Selected excerpt START
There aren’t many novelists whose handling of dark subjects such as addiction and depression can leave you feeling compassion and empathy one minute and have you chuckling the next.
That is the genius of Irish writer Marian Keyes. There’s light and dark in all her novels, equal measures of hilarity and heartbreak. And Keyes’ latest book sees her back in the thick of the subjects she knows so well – addiction, rehab, relationships and family.
Keyes vowed she’d never write a sequel to her bestselling novel, Rachel’s Holiday. It centered on the eponymous heroine, a cocaine addict whose family pays for her to go to the Cloisters, Dublin’s answer to the Betty Ford Clinic, which she claims she’s only agreed to as it’s time to have a holiday.
“Back then, addiction was regarded as very shameful in a woman that should be kept secret,” says the bubbly novelist, who made her own alcoholism public when her writing career took off in the mid-’90s.
“I was so naïve. And so grateful I was no longer in the prison of addiction. I never felt it was something to be ashamed of. It meant that when people read the book, they were able to be more compassionate with themselves.
“So many people have contacted me to say they’ve got clean or sober from reading it, they stopped thinking of it as a moral failing and began to see it as it is, which is a condition that the person has no control over.
“Maybe a lot of people were shocked, but I never shocked myself.”
A quarter of a decade on, recovering addict Rachel Walsh is back, in the sequel Again, Rachel, which finds her older and cleaner, working as an addiction therapist in the Cloisters, with a boyfriend, family and an enduring fondness for expensive trainers.
Selected excerpt END
_Exercise objective_: Translate this sentence from the article on Marian Keyes into Spanish: "There’s light and dark in all her novels, equal measures of hilarity and heartbreak."
Record excerpts START
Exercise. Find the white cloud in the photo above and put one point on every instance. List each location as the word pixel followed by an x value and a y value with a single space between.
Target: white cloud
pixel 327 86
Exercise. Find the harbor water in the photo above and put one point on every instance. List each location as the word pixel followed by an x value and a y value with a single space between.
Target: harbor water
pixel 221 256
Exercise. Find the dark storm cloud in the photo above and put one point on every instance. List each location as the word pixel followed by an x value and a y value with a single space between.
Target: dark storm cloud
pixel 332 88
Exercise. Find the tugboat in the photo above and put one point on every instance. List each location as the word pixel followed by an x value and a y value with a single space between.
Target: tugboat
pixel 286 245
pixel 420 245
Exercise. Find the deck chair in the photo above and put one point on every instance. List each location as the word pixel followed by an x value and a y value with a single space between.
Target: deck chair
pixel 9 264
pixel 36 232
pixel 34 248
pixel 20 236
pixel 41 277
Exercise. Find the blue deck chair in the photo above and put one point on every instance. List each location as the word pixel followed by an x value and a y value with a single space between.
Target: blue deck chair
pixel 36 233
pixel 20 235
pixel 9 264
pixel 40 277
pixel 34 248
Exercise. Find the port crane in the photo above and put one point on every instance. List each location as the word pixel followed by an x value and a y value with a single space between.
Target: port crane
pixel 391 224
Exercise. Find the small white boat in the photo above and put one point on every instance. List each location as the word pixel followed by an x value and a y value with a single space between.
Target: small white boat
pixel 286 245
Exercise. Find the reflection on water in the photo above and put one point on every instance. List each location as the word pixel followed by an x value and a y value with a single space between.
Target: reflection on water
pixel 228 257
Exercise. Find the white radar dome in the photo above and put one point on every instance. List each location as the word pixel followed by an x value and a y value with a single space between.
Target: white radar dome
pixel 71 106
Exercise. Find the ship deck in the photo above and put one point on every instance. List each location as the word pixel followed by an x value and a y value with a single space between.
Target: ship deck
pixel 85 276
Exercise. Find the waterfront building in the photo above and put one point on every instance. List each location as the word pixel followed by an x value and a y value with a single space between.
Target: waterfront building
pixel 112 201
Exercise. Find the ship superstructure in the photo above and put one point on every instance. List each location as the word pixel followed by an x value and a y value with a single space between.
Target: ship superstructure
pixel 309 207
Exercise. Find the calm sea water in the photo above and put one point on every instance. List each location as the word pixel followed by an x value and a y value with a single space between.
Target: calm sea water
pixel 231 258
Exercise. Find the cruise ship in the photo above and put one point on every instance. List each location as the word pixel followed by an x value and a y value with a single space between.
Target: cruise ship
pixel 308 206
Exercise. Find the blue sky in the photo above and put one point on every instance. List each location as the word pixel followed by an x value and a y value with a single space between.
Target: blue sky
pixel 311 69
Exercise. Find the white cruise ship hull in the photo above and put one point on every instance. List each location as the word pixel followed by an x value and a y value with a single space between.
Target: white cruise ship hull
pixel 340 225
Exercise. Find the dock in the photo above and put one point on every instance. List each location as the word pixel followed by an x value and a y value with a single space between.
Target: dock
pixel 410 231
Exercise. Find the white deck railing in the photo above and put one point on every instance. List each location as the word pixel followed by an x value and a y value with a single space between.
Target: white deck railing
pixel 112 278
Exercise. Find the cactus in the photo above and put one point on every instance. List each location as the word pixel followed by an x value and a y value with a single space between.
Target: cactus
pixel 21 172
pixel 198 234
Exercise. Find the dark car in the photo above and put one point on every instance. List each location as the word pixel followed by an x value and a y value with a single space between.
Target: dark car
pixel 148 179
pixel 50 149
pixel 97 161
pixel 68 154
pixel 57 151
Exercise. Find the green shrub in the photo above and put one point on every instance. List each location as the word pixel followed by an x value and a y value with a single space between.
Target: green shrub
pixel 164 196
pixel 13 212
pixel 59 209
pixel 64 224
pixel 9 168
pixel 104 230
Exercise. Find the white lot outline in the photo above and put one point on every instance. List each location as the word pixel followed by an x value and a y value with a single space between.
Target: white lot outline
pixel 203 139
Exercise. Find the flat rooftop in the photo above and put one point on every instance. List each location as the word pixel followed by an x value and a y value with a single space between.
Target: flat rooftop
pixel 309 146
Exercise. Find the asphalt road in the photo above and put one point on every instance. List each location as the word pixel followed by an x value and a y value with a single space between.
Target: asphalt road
Record excerpts END
_Answer box_: Hay luz y oscuridad en todas sus novelas, a partes iguales hilaridad y desconsuelo.